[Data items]
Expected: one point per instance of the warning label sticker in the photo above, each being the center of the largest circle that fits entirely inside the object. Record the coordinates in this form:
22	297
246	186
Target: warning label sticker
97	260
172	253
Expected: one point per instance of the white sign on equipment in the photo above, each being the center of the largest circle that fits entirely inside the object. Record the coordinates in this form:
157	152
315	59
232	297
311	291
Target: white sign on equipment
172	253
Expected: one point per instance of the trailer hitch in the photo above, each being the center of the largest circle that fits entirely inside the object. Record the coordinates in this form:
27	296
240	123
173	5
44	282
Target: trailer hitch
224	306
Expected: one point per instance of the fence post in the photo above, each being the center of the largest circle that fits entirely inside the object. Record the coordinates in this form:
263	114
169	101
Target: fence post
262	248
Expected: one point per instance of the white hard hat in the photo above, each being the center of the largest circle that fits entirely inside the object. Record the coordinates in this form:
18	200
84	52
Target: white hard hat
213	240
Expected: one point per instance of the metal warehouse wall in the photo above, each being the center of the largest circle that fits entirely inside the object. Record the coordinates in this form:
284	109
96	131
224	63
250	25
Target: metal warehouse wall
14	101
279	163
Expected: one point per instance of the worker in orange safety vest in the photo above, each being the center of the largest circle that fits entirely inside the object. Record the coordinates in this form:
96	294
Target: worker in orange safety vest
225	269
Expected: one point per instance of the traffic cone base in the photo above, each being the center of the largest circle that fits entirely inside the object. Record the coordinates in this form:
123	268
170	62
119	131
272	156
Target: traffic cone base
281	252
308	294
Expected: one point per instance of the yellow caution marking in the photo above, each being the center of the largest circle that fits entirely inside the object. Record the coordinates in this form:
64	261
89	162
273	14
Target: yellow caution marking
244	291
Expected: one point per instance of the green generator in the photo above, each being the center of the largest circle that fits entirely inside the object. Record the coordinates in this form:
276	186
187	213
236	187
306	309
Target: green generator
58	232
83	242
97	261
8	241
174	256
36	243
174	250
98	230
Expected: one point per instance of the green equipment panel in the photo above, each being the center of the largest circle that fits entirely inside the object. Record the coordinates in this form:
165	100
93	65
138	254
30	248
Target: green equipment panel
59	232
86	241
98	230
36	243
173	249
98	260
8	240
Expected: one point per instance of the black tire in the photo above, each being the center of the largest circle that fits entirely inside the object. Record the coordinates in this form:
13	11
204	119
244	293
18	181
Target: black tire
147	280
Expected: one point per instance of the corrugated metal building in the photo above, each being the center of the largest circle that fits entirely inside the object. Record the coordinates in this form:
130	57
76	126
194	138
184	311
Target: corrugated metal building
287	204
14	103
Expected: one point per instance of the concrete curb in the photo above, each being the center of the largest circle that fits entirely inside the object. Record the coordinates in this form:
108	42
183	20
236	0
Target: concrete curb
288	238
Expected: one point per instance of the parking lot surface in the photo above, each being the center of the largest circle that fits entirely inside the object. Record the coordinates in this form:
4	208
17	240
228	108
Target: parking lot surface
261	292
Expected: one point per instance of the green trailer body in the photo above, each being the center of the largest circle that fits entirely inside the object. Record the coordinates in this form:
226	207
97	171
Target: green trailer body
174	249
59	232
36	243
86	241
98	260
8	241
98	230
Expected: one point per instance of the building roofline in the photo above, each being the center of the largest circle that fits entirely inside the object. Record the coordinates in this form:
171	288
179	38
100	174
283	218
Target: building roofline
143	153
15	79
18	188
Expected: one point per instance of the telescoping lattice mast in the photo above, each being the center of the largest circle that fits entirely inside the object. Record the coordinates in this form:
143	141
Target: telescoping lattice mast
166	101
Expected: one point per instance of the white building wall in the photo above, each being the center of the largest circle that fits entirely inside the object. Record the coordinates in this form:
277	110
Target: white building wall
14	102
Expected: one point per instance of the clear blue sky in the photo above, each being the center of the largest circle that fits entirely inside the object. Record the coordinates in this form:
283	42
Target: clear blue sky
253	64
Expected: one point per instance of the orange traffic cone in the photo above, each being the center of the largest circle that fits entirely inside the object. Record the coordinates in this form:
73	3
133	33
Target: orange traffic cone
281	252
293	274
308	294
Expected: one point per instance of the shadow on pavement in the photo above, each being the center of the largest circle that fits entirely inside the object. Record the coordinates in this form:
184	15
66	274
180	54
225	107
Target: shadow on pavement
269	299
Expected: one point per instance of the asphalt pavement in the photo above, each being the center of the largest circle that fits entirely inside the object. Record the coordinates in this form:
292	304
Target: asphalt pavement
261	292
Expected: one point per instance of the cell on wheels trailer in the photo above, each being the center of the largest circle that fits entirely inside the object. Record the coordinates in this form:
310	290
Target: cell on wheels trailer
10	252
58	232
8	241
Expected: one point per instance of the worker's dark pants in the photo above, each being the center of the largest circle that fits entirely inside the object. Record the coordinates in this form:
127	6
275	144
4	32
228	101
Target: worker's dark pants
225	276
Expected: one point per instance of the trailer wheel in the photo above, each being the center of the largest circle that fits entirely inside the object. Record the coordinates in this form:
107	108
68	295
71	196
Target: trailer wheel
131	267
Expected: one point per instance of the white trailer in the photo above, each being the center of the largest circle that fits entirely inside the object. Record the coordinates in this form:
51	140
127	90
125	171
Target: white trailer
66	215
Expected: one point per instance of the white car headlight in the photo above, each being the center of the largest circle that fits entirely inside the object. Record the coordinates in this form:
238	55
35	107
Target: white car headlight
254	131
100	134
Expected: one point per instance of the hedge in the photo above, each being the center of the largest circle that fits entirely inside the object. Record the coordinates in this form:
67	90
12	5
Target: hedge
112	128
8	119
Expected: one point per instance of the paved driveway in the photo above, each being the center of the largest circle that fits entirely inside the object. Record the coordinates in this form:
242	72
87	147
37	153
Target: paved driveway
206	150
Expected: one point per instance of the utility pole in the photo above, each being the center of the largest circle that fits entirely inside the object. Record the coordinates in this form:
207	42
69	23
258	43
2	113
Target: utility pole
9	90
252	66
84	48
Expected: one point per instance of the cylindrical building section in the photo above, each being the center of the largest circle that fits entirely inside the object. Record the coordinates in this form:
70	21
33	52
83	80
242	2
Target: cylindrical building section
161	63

§ WORK ITEM
Transcribe the records above exactly as they appear.

§ ANSWER TO THE PROBLEM
Expected: one point per instance of the warning label sticker in the photo above, each being the center of the largest circle that fits entirely inside the object. Record the coordinates in this form:
22	297
246	186
Target: warning label sticker
97	260
172	253
Expected: one point per instance of the white sign on equipment in the photo above, each being the center of the largest circle that fits entirely inside the object. Record the coordinates in this form:
157	152
315	59
232	297
311	291
Target: white sign on equipment
172	253
Expected: one point per instance of the trailer hitch in the photo above, each being the center of the largest circle that fits entirely inside the object. Record the coordinates in this form:
27	296
240	123
173	5
44	282
Target: trailer hitch
224	306
Expected: one point per instance of the fence post in the photo above, each being the center of the largest circle that fits entirely inside the object. Record the coordinates in this form:
263	114
169	101
Target: fence post
262	248
Expected: one point per instance of the white hard hat in the photo above, each being the center of the largest circle that fits entirely inside the object. Record the coordinates in this form:
18	200
84	52
Target: white hard hat
213	240
Expected: one point per instance of the metal warehouse wall in the photo above, each being the center of the largest circle that fits entirely inside the object. Record the coordinates in this form:
284	109
96	131
224	63
250	25
Target: metal warehouse wall
14	101
279	163
Expected: one point per instance of the worker in orange safety vest in the photo above, each being the center of the largest circle that fits entirely inside the object. Record the coordinates in this form:
96	294
Target: worker in orange safety vest
225	269
Expected: one point per instance of the traffic cone base in the photo above, each being the center of the largest circle that fits entirely inside the object. Record the coordinates in this form:
123	268
170	62
119	131
272	156
Target: traffic cone base
281	252
308	294
Expected: one point per instance of the yellow caution marking in the photo above, each being the center of the largest circle that fits entirely inside the object. Record the coordinates in this form:
64	261
89	162
273	14
Target: yellow caution marking
244	291
Expected: one point per instance of the green generator in the photo above, each being the center of the largest circle that fits entirely inside the object. Record the coordinates in this form:
276	186
187	213
236	187
306	309
Target: green generator
58	232
83	242
97	261
8	241
174	256
36	243
174	250
98	230
Expected: one point per instance of the green equipment panel in the photo above, each being the center of the largest circle that fits entirely inside the object. Record the coordinates in this form:
165	100
93	65
138	254
30	248
Target: green equipment panel
59	232
86	241
98	230
36	243
173	249
98	260
8	240
Expected: one point per instance of the black tire in the photo above, each being the center of the largest circle that fits entirely inside the object. Record the coordinates in this form:
13	11
204	119
244	293
18	181
Target: black tire
147	280
Expected: one point per instance of the corrugated metal building in the photo above, each being the center of the largest circle that fits entirely inside the object. Record the coordinates in this form:
130	57
76	126
194	138
184	311
Target: corrugated metal building
287	204
14	103
Expected: one point per instance of the concrete curb in the photo above, each being the center of the largest circle that fits entirely inside the object. Record the coordinates in this form:
108	42
183	20
236	0
Target: concrete curb
288	238
Expected: one point per instance of the parking lot surface in the photo above, each being the center of the largest circle that fits entirely inside the object. Record the coordinates in this form:
4	208
17	240
228	108
Target: parking lot surface
261	292
Expected: one point per instance of the green trailer body in the photo above, each being the center of the largest circle that fits entirely inside the object. Record the coordinates in this form:
226	207
97	171
Target: green trailer body
174	249
59	232
36	243
86	241
98	260
8	241
98	230
Expected: one point per instance of the building roofline in the photo above, each being the center of the largest circle that fits entirely inside the object. Record the coordinates in this form:
171	288
179	38
100	174
283	218
Target: building roofline
143	153
15	79
18	188
Expected: one point per instance of the telescoping lattice mast in the photo above, each being the center of the largest circle that fits entirely inside the object. Record the coordinates in this form:
143	141
Target: telescoping lattice mast
166	101
Expected: one point per instance of the white building wall in the photo above, each being the center of the largest circle that fits entirely inside the object. Record the coordinates in this form:
277	110
Target: white building wall
14	102
Expected: one point per instance of the clear blue sky in the photo above, each being the center of the largest circle that fits entirely inside the object. Record the coordinates in this form:
283	42
Target: clear blue sky
253	64
Expected: one point per instance of the orange traffic cone in the photo above, each being the center of the largest circle that fits entirely inside the object. Record the coordinates in this form:
73	3
133	33
Target: orange traffic cone
281	252
293	274
308	294
Expected: one point per instance of the shadow on pavement in the photo above, each being the center of the largest circle that fits entirely inside the object. Record the coordinates in this form:
184	15
66	274
180	54
225	107
Target: shadow on pavement
269	299
Expected: one point per instance of the asphalt pavement in the photo above, each being the center of the largest circle that fits entirely inside the object. Record the coordinates in this form:
292	304
Target: asphalt pavement
261	292
Expected: one point per instance of the cell on wheels trailer in the photo above, each being the center of the largest circle that fits entirely inside the object. Record the coordinates in this form:
310	290
Target: cell on wheels trailer
10	252
58	232
8	241
Expected: one point per instance of the worker's dark pants in the photo above, each being the center of the largest circle that fits entirely inside the object. Record the coordinates in this form:
127	6
275	144
4	32
228	101
Target: worker's dark pants
225	276
Expected: one point per instance of the trailer wheel in the photo above, each being the center of the largest circle that fits entirely inside the object. Record the coordinates in this form:
107	108
68	295
71	196
Target: trailer wheel
131	267
Expected: one point per instance of the white trailer in the photo above, each being the center of the largest circle that fits entirely inside the object. Record the coordinates in this form:
51	140
127	90
125	171
Target: white trailer
66	215
Expected: one point per instance of the white car headlight in the photo above, each being the center of the largest circle that fits entirely inside the object. Record the coordinates in this form:
238	55
35	107
Target: white car headlight
254	131
100	134
Expected: one point per instance of the hedge in the photo above, each being the center of the largest circle that fits entirely inside the object. Record the coordinates in this form:
67	90
12	5
Target: hedge
112	128
8	119
Expected: one point per instance of the paved driveway in the photo above, each being the center of the largest circle that fits entirely inside the object. Record the coordinates in this form:
242	72
87	147
37	153
Target: paved driveway
206	150
Expected: one point per instance of the utility pole in the photo above, each being the center of the largest circle that fits entirely inside the object. Record the coordinates in this form:
207	42
69	23
258	43
2	113
Target: utility pole
9	90
252	66
84	48
Expected: one point per instance of the cylindrical building section in the photo above, each being the center of the largest circle that fits entirely inside the object. Record the coordinates in this form:
70	21
33	52
83	80
242	2
Target: cylindrical building section
161	63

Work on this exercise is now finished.